Records shown:
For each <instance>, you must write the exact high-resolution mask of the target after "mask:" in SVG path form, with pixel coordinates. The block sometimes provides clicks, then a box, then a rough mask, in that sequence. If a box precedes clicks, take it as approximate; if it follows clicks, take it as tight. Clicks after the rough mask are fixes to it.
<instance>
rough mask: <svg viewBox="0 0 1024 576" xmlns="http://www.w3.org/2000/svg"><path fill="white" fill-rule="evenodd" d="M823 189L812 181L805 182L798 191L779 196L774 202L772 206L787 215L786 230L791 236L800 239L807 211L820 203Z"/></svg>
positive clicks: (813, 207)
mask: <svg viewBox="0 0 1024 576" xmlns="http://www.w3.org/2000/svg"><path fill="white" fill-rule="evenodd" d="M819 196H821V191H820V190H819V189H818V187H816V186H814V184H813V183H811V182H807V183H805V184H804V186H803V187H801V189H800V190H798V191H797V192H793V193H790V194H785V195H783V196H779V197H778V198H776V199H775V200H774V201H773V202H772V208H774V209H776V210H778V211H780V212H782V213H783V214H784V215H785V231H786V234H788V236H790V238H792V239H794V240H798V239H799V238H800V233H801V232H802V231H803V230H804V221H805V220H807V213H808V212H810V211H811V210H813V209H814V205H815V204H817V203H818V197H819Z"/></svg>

What you are asked to do: Write out the records in full, word for word.

Task response:
For each <instance>, you must write the exact high-resolution mask of the target after "mask:" in SVG path form, with pixel coordinates. The block sometimes provides clicks, then a box, then a rough mask, in that sequence. If a box precedes clicks, take it as approximate; if it follows clicks, take it as tight. Clicks after the rough mask are fixes to it.
<instance>
rough mask: <svg viewBox="0 0 1024 576" xmlns="http://www.w3.org/2000/svg"><path fill="white" fill-rule="evenodd" d="M823 189L812 181L805 182L798 191L779 196L774 202L772 206L787 215L786 230L791 236L800 239L807 211L820 203Z"/></svg>
positive clicks: (813, 207)
mask: <svg viewBox="0 0 1024 576" xmlns="http://www.w3.org/2000/svg"><path fill="white" fill-rule="evenodd" d="M819 196H821V191H820V190H819V189H818V187H816V186H814V184H813V183H811V182H807V183H805V184H804V186H803V187H801V189H800V190H798V191H797V192H793V193H790V194H785V195H783V196H779V197H778V198H776V199H775V200H774V201H773V202H772V208H774V209H776V210H778V211H780V212H782V213H783V214H784V215H785V231H786V234H788V236H790V238H792V239H794V240H798V239H799V238H800V233H801V232H802V231H803V230H804V221H805V220H807V213H808V212H810V211H811V210H813V209H814V205H815V204H817V203H818V197H819Z"/></svg>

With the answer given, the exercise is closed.